▶ **TASK BRIEF**:
Pull out each line in the rows below that contains the word "bare", and copy it.

▶ **DATA TO USE**:
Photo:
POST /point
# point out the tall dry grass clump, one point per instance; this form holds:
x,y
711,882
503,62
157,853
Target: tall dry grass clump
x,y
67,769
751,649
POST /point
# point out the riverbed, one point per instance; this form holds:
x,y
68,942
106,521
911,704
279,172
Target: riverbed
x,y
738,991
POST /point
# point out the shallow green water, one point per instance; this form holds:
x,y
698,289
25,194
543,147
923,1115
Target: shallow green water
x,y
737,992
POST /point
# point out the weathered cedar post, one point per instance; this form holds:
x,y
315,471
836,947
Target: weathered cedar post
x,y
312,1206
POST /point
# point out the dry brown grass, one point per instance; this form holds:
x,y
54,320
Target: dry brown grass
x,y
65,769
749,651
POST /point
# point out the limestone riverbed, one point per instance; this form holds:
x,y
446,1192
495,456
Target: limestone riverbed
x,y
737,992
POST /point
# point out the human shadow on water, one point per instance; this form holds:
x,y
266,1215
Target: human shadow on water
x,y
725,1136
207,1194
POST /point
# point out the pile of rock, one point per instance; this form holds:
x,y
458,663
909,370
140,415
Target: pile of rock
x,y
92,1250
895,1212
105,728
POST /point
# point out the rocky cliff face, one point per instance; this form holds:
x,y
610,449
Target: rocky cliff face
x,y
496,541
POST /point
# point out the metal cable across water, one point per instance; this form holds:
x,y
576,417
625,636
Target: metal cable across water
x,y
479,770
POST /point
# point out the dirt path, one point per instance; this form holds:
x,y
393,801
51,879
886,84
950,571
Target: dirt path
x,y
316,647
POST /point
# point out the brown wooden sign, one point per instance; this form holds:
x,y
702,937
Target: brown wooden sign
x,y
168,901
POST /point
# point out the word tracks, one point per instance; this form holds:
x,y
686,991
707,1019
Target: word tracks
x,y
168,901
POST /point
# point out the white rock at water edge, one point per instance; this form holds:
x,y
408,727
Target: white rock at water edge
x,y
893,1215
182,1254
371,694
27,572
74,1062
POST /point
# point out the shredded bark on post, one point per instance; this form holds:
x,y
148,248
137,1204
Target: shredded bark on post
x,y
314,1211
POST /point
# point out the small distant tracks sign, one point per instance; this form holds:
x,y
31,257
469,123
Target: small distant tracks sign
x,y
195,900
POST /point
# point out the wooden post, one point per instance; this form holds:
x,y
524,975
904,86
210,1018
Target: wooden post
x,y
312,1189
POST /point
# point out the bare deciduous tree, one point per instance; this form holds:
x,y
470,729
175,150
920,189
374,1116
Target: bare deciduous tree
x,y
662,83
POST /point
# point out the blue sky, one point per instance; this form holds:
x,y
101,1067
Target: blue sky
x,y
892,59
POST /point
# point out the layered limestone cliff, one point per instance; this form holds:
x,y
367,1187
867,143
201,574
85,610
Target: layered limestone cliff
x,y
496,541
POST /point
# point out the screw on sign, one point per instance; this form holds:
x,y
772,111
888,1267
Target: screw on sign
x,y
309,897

▶ **OUTPUT**:
# point out the bare deciduous tree, one point per instance; this form holds:
Target: bare deciduous tree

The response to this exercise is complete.